*Stated task:* Select and copy every line of the items below that contains the word "hood", treating uppercase and lowercase letters as different.
• • •
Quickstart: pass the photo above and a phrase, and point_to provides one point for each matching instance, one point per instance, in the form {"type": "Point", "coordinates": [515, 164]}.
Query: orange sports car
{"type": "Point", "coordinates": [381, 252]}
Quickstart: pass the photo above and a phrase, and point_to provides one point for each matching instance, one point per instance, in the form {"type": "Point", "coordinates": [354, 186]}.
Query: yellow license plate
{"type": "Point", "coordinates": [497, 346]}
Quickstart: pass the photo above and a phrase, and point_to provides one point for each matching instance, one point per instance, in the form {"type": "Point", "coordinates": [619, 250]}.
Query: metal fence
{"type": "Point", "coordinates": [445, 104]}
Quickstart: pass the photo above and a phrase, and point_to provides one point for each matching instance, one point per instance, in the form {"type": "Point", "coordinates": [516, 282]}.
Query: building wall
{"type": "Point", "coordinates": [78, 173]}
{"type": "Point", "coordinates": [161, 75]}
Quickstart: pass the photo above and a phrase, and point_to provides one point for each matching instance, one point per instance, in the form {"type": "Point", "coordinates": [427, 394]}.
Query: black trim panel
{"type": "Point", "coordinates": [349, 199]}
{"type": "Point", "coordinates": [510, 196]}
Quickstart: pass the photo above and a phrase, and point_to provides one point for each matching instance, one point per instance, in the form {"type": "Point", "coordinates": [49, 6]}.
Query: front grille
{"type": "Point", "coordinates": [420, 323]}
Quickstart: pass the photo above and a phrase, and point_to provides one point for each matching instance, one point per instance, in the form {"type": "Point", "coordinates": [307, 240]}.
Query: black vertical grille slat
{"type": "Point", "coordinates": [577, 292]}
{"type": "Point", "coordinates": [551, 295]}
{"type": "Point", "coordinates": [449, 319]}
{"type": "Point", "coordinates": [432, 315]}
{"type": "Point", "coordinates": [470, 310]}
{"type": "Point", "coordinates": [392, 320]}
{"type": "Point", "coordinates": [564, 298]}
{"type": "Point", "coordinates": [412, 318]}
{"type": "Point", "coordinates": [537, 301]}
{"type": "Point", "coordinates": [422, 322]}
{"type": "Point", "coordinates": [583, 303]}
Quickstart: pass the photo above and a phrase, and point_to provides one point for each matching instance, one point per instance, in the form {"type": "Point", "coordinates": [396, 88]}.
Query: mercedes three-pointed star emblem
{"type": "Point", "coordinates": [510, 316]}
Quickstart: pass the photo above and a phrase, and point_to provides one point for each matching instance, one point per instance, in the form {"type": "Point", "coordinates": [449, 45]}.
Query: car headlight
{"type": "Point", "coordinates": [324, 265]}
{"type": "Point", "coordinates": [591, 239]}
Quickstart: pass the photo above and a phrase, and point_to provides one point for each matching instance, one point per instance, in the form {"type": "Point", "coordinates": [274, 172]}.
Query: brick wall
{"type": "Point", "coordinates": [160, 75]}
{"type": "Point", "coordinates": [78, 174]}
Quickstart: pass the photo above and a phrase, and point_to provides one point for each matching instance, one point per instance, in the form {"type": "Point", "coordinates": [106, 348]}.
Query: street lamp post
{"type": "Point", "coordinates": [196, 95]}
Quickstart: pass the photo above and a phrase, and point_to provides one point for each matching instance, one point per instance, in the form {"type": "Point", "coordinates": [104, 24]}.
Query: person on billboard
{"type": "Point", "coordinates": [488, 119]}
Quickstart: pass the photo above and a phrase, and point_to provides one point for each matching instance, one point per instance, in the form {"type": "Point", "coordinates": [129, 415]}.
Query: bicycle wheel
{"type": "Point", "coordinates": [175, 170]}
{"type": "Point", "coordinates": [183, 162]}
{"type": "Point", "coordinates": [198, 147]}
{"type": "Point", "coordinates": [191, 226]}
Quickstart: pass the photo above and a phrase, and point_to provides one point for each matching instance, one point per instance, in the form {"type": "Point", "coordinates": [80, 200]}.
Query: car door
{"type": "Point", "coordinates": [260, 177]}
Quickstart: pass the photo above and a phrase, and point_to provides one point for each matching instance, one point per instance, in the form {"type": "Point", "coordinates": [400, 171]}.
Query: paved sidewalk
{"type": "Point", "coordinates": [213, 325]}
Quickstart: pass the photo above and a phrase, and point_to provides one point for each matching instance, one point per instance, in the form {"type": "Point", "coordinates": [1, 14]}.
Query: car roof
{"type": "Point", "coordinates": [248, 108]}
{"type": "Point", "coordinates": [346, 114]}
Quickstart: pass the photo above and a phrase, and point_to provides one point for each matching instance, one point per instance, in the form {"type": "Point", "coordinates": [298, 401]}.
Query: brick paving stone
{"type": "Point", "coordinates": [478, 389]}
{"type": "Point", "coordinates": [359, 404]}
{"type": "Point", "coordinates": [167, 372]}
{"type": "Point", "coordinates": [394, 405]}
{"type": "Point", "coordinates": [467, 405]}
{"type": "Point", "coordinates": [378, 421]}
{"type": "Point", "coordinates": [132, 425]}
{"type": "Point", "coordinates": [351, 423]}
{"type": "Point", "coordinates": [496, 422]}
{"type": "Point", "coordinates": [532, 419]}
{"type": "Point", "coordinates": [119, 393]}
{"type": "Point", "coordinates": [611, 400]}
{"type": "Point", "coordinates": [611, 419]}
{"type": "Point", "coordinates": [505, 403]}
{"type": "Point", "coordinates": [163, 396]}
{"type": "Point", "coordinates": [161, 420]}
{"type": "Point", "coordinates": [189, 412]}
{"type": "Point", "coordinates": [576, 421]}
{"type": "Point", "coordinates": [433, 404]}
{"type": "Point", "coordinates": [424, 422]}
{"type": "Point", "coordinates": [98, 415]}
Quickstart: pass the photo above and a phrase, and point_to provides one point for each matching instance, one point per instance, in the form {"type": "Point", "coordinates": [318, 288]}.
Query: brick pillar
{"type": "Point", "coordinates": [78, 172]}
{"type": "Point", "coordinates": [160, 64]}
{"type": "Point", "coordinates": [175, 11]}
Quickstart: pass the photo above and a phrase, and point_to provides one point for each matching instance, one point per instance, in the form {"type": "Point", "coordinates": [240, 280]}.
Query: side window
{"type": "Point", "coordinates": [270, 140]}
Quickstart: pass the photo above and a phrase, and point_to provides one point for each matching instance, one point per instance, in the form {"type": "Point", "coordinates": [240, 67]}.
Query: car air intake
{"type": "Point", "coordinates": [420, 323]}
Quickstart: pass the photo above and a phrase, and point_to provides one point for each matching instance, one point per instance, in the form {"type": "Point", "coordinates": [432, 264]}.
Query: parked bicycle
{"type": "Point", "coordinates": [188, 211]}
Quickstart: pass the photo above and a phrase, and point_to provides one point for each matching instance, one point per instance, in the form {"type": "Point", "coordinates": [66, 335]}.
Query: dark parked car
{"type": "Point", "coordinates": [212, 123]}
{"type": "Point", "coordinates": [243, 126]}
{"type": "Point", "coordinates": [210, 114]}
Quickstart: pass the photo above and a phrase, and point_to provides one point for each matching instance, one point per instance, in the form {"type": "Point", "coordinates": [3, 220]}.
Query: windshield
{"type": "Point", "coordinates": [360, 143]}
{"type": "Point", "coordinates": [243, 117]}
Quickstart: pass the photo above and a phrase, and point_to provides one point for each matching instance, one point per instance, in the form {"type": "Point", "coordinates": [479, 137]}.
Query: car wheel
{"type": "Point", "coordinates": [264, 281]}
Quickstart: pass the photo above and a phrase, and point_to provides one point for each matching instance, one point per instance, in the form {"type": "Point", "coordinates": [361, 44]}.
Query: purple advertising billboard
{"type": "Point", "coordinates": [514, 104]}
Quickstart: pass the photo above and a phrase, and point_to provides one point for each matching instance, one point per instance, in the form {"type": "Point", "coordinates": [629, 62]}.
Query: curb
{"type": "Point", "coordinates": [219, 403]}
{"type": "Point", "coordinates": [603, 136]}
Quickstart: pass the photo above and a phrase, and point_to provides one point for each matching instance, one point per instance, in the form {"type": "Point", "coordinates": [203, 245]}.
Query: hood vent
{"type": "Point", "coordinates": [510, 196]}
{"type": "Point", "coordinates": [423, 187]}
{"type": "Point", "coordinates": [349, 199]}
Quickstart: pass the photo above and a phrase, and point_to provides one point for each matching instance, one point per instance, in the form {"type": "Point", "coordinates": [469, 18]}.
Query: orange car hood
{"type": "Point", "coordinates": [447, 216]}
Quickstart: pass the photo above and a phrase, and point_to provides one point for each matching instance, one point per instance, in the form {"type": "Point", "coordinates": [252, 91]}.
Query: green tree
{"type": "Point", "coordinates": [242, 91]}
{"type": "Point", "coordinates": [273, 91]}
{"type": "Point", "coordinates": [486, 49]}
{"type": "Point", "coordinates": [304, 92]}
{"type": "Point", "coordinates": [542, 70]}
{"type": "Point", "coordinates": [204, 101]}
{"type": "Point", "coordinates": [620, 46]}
• • •
*Reply:*
Query: hood vent
Query: orange car hood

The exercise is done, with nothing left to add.